→ **Records for this exercise**:
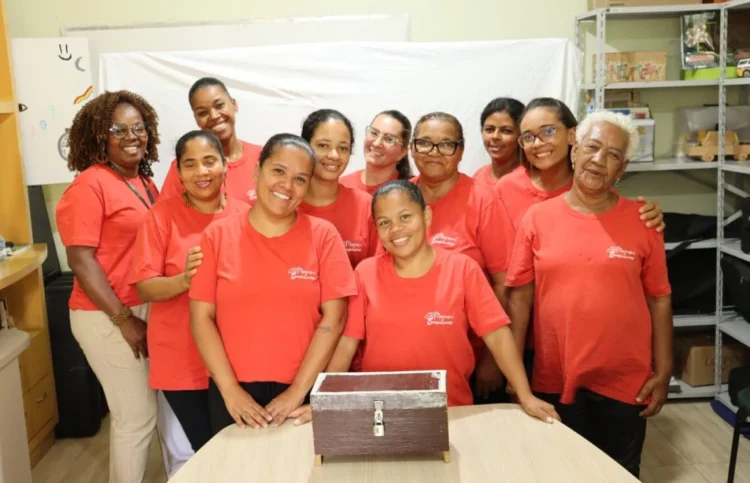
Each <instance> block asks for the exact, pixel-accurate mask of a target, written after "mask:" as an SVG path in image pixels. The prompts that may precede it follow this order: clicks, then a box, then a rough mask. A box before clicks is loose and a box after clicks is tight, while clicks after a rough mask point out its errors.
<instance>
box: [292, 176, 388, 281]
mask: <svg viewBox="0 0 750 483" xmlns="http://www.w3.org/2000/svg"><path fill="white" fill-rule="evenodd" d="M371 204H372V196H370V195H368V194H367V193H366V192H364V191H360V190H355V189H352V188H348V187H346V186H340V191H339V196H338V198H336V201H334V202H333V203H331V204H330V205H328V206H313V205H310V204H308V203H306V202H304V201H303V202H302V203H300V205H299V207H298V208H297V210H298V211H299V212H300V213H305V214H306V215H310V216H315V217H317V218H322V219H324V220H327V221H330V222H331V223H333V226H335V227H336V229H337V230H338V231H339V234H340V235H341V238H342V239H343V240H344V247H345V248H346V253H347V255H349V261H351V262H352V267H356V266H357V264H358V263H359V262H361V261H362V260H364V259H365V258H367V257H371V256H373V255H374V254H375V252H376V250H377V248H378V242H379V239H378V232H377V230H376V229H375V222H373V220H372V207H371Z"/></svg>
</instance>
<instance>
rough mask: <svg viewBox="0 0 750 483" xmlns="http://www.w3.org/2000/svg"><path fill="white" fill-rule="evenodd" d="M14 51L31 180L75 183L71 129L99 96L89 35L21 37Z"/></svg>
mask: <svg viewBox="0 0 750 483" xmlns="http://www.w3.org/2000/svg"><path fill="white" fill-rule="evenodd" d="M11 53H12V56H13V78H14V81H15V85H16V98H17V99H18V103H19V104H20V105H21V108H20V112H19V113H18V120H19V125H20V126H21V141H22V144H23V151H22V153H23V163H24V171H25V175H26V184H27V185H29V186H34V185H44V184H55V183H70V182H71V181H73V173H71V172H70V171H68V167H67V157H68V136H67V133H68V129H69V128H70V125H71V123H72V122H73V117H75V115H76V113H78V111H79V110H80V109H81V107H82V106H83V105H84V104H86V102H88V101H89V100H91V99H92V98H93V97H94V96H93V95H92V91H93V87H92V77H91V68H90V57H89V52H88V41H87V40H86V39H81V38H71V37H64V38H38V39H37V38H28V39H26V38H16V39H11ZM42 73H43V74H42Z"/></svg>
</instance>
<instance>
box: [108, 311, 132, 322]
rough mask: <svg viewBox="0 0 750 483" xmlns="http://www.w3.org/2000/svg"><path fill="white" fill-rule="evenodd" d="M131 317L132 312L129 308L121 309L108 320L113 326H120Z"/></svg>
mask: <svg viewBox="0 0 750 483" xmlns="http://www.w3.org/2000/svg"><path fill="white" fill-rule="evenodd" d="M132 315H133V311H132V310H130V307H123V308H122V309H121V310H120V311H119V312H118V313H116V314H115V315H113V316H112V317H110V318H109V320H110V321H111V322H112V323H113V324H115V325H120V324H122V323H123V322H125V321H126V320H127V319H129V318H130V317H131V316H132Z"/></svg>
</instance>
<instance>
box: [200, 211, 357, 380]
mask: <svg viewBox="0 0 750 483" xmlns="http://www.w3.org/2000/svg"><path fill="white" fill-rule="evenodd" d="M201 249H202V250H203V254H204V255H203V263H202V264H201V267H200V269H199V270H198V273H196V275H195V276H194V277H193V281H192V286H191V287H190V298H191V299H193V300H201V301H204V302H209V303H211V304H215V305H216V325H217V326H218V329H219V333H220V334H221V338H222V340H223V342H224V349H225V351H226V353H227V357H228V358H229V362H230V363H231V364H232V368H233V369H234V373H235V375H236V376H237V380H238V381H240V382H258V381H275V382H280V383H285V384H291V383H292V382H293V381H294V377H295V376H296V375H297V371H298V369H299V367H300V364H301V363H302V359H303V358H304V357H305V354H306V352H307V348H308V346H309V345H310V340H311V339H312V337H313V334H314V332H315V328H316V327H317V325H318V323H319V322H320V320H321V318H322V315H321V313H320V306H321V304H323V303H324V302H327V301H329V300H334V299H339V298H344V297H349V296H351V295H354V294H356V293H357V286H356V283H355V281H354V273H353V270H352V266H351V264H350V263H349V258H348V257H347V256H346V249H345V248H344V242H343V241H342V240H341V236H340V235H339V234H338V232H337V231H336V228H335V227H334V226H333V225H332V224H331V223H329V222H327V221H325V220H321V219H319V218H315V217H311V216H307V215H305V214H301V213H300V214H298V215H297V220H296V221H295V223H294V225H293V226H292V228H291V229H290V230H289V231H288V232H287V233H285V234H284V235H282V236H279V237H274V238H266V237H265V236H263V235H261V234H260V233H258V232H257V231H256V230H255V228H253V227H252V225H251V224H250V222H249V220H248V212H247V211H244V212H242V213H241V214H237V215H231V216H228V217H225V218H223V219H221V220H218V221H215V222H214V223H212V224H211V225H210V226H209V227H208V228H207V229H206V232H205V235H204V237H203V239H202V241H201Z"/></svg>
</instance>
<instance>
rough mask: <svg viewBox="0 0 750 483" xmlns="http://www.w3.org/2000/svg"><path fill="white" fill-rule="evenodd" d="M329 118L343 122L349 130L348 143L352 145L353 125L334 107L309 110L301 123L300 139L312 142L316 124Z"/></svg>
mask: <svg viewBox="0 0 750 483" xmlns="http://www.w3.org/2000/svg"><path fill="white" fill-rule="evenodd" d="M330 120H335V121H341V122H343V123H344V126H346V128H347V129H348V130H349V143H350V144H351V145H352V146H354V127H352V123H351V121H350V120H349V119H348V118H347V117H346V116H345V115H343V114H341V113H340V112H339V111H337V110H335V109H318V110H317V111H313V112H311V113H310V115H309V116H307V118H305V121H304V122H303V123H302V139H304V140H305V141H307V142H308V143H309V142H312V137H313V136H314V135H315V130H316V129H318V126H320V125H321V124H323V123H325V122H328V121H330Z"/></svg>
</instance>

→ **Assignment**: Copy the whole of the material above exactly, but not its images.

→ **Solved exercise**:
Each <instance> block asks for the exact, pixel-accurate mask of a target, written after "mask:" as an SVG path in image pixels. The prompts that may precede it follow this order: clicks, then a box, then a rough mask. A box before clicks is loose and a box after clicks is tight, while clicks after a rough mask point out its errors.
<instance>
box: [292, 176, 388, 281]
mask: <svg viewBox="0 0 750 483" xmlns="http://www.w3.org/2000/svg"><path fill="white" fill-rule="evenodd" d="M371 204H372V196H370V195H368V194H367V193H366V192H364V191H360V190H355V189H352V188H348V187H346V186H340V191H339V196H338V198H336V201H334V202H333V203H331V204H330V205H328V206H313V205H310V204H308V203H306V202H304V201H303V202H302V203H300V205H299V207H298V208H297V210H298V211H299V212H300V213H305V214H306V215H310V216H315V217H317V218H322V219H324V220H327V221H330V222H331V223H333V226H335V227H336V229H337V230H338V231H339V234H340V235H341V238H342V239H343V240H344V247H345V248H346V253H347V255H349V261H351V262H352V267H356V266H357V264H358V263H359V262H361V261H362V260H364V259H365V258H367V257H371V256H373V255H374V254H375V252H376V250H377V248H378V242H379V239H378V232H377V230H376V229H375V222H373V220H372V207H371Z"/></svg>
</instance>
<instance>
rough mask: <svg viewBox="0 0 750 483" xmlns="http://www.w3.org/2000/svg"><path fill="white" fill-rule="evenodd" d="M14 51L31 180L75 183L71 129L99 96L89 35L21 37Z"/></svg>
mask: <svg viewBox="0 0 750 483" xmlns="http://www.w3.org/2000/svg"><path fill="white" fill-rule="evenodd" d="M11 53H12V56H13V78H14V81H15V85H16V98H17V99H18V103H19V104H20V105H21V108H20V112H19V113H18V120H19V125H20V126H21V141H22V144H23V151H22V153H23V163H24V171H25V175H26V184H27V185H29V186H34V185H44V184H55V183H70V182H71V181H73V173H71V172H70V171H68V167H67V157H68V136H67V133H68V129H69V128H70V125H71V123H72V122H73V117H75V115H76V113H78V111H79V110H80V109H81V107H82V106H83V105H84V104H86V102H88V101H89V100H91V99H92V98H93V97H94V96H93V95H92V91H93V87H92V77H91V68H90V57H89V52H88V41H87V40H86V39H81V38H71V37H64V38H38V39H37V38H28V39H26V38H16V39H11ZM42 73H43V74H42Z"/></svg>
</instance>
<instance>
box: [108, 311, 132, 322]
rough mask: <svg viewBox="0 0 750 483" xmlns="http://www.w3.org/2000/svg"><path fill="white" fill-rule="evenodd" d="M131 317L132 312L129 308L121 309L108 320L113 326H120Z"/></svg>
mask: <svg viewBox="0 0 750 483" xmlns="http://www.w3.org/2000/svg"><path fill="white" fill-rule="evenodd" d="M132 315H133V311H132V310H130V307H123V308H122V309H121V310H120V311H119V312H118V313H116V314H115V315H113V316H112V317H110V318H109V320H110V321H111V322H112V323H113V324H115V325H120V324H122V323H123V322H125V321H126V320H127V319H129V318H130V317H131V316H132Z"/></svg>
</instance>
<instance>
box: [200, 211, 357, 380]
mask: <svg viewBox="0 0 750 483" xmlns="http://www.w3.org/2000/svg"><path fill="white" fill-rule="evenodd" d="M201 249H202V250H203V254H204V255H203V263H202V264H201V267H200V269H199V270H198V273H196V275H195V276H194V277H193V281H192V286H191V287H190V298H191V299H193V300H201V301H204V302H209V303H211V304H215V305H216V325H217V326H218V329H219V333H220V334H221V338H222V340H223V342H224V349H225V351H226V353H227V357H228V358H229V362H230V363H231V364H232V368H233V369H234V373H235V375H236V376H237V380H238V381H240V382H258V381H275V382H280V383H285V384H291V383H292V382H293V381H294V377H295V376H296V375H297V371H298V369H299V367H300V364H301V363H302V359H303V358H304V357H305V354H306V352H307V348H308V346H309V345H310V340H311V339H312V337H313V334H314V332H315V328H316V327H317V325H318V323H319V322H320V320H321V318H322V315H321V313H320V306H321V304H323V303H324V302H327V301H329V300H334V299H339V298H344V297H349V296H351V295H354V294H356V293H357V286H356V283H355V281H354V273H353V270H352V266H351V264H350V263H349V258H348V257H347V256H346V249H345V248H344V242H343V241H342V240H341V236H340V235H339V234H338V232H337V231H336V228H335V227H334V226H333V225H332V224H331V223H329V222H327V221H325V220H321V219H319V218H315V217H311V216H307V215H305V214H301V213H300V214H298V215H297V220H296V221H295V223H294V225H293V226H292V228H291V229H290V230H289V231H288V232H287V233H285V234H284V235H282V236H279V237H274V238H266V237H265V236H263V235H261V234H260V233H258V232H257V231H256V230H255V228H253V227H252V225H251V224H250V222H249V220H248V212H247V211H244V212H242V213H241V214H237V215H231V216H228V217H225V218H223V219H221V220H218V221H215V222H214V223H212V224H211V225H210V226H209V227H208V228H207V229H206V232H205V235H204V237H203V239H202V241H201Z"/></svg>
</instance>
<instance>
rough mask: <svg viewBox="0 0 750 483" xmlns="http://www.w3.org/2000/svg"><path fill="white" fill-rule="evenodd" d="M329 118L343 122L349 130L348 143L352 145L353 125L334 107L309 110L301 123L300 139L312 142L316 124Z"/></svg>
mask: <svg viewBox="0 0 750 483" xmlns="http://www.w3.org/2000/svg"><path fill="white" fill-rule="evenodd" d="M330 120H335V121H341V122H343V123H344V126H346V128H347V129H348V130H349V143H350V144H351V145H352V146H354V127H352V123H351V121H350V120H349V119H348V118H347V117H346V116H345V115H343V114H341V113H340V112H339V111H337V110H335V109H318V110H317V111H313V112H311V113H310V115H309V116H307V118H305V121H304V122H303V123H302V139H304V140H305V141H307V142H308V143H309V142H312V137H313V136H314V135H315V130H316V129H318V126H320V125H321V124H323V123H325V122H328V121H330Z"/></svg>
</instance>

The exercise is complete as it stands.